#### Set exercise
Set down each entry from the block beneath, exactly as written.

#### Supplied data
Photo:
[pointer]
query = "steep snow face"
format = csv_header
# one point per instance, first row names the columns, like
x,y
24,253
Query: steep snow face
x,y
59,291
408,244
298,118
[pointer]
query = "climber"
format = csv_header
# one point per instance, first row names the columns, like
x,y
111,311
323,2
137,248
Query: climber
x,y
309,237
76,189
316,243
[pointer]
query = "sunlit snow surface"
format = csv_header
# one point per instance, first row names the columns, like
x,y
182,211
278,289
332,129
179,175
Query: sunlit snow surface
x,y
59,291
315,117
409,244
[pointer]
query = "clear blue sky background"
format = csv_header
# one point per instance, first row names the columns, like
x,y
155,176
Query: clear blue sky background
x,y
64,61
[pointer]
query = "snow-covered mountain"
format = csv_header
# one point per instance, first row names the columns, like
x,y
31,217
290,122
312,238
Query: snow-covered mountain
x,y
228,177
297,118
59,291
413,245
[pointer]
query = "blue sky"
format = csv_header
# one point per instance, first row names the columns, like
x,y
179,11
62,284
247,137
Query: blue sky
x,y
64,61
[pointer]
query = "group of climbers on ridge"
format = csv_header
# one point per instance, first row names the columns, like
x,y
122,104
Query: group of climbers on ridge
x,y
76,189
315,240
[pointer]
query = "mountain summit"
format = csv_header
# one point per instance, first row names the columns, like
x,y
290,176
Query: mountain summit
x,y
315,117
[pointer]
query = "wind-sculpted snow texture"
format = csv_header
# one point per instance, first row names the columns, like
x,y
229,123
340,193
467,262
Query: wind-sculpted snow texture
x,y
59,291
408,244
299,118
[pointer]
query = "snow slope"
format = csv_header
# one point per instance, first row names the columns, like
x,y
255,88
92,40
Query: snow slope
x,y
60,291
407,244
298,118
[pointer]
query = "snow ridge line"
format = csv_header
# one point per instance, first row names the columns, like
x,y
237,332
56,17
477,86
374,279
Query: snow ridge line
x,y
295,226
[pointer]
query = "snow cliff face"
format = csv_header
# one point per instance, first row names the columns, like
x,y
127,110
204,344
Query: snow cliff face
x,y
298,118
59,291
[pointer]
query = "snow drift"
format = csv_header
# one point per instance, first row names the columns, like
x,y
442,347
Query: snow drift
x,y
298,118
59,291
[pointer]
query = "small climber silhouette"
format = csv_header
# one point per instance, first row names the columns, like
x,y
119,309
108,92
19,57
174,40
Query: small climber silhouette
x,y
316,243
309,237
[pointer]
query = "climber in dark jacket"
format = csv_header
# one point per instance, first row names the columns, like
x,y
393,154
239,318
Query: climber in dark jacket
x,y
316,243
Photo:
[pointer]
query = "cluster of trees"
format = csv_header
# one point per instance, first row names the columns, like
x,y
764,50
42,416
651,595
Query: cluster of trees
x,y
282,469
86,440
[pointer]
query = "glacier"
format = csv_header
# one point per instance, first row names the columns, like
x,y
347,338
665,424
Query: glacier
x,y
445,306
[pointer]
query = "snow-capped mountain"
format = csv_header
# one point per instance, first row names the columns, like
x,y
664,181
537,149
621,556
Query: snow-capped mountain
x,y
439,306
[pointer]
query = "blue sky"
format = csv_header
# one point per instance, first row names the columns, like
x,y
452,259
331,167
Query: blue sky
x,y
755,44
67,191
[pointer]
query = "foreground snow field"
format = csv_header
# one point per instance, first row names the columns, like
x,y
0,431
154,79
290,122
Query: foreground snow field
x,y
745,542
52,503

#### Reply to the task
Photo:
[pointer]
query = "steep snow face"
format = csv_header
# one point per instance, first row names the columns, like
x,y
24,253
Query: steep snow face
x,y
59,291
408,244
298,118
[pointer]
query = "climber"
format = csv_header
# one point per instance, first row names the columns, like
x,y
111,311
323,2
137,248
Query: climber
x,y
309,237
76,189
316,243
[pointer]
query = "sunlit snow surface"
format = csv_header
# one point per instance, first row names the columns, like
x,y
182,211
278,289
332,129
179,175
Query: sunlit snow surface
x,y
59,291
315,117
409,244
[pointer]
query = "clear blue sky background"
format = csv_header
# one point per instance, first row names the columns, like
x,y
155,176
Query: clear blue sky background
x,y
64,61
[pointer]
query = "snow-covered mountain"
format = csv_header
# one point per instance, first row names the columns, like
x,y
31,217
290,122
312,238
Query: snow-covered mountain
x,y
228,177
297,118
59,291
413,245
[pointer]
query = "blue sky"
format = csv_header
# one point per instance, first row names the columns, like
x,y
179,11
62,284
247,137
Query: blue sky
x,y
64,61
[pointer]
query = "group of climbers on ridge"
format = csv_header
# one point per instance, first row names the columns, like
x,y
122,104
Query: group of climbers on ridge
x,y
76,189
315,240
[pointer]
query = "mountain summit"
format = csv_header
# one point per instance, first row names the columns, like
x,y
290,176
Query: mountain summit
x,y
315,117
[pointer]
query = "wind-sculpted snow texture"
format = csv_header
# one point per instance, first row names the columns, like
x,y
229,123
340,193
467,262
Query: wind-sculpted snow texture
x,y
59,291
408,244
299,118
[pointer]
query = "snow slope"
format = csv_header
# one point per instance, first row names the columns, like
x,y
255,88
92,40
Query: snow slope
x,y
60,291
407,244
298,118
[pointer]
query = "snow ridge line"
format = csv_header
# one point per instance, first row names the columns, like
x,y
237,332
56,17
477,86
374,279
Query: snow ridge line
x,y
295,226
[pointer]
query = "snow cliff face"
format = csv_header
# one point per instance, first row names the columns, like
x,y
127,110
204,344
Query: snow cliff face
x,y
298,118
59,291
[pointer]
query = "snow drift"
format = csv_header
# one point per instance, first row names the columns, like
x,y
442,347
Query: snow drift
x,y
298,118
59,291
[pointer]
query = "small climber silhouette"
format = csv_header
# one point per instance, first row names the columns, like
x,y
119,309
108,92
19,57
174,40
Query: small climber silhouette
x,y
316,243
309,237
[pointer]
query = "climber in dark jacket"
format = csv_header
# one point per instance, first row names the columns, like
x,y
393,154
239,318
Query: climber in dark jacket
x,y
316,243
Photo:
[pointer]
query = "cluster of trees"
format = csv_header
# one point per instance, first row names the columns, like
x,y
764,50
42,416
651,595
Query: cluster of trees
x,y
282,469
86,440
[pointer]
query = "glacier"
format = csv_header
# one point per instance, first row names the columns, like
x,y
347,338
665,424
Query: glacier
x,y
445,306
[pointer]
query = "snow-capped mountain"
format = csv_header
# one point per instance, first row names the columns, like
x,y
664,181
537,149
621,556
Query: snow-capped mountain
x,y
439,306
[pointer]
query = "blue sky"
format = csv_header
# one point per instance, first row names the columns, like
x,y
452,259
331,167
Query: blue sky
x,y
755,44
67,191
[pointer]
query = "foreground snow field"
format = csv_header
# one point per instance, first row names the columns, like
x,y
0,431
154,79
290,122
Query: foreground snow field
x,y
745,542
52,503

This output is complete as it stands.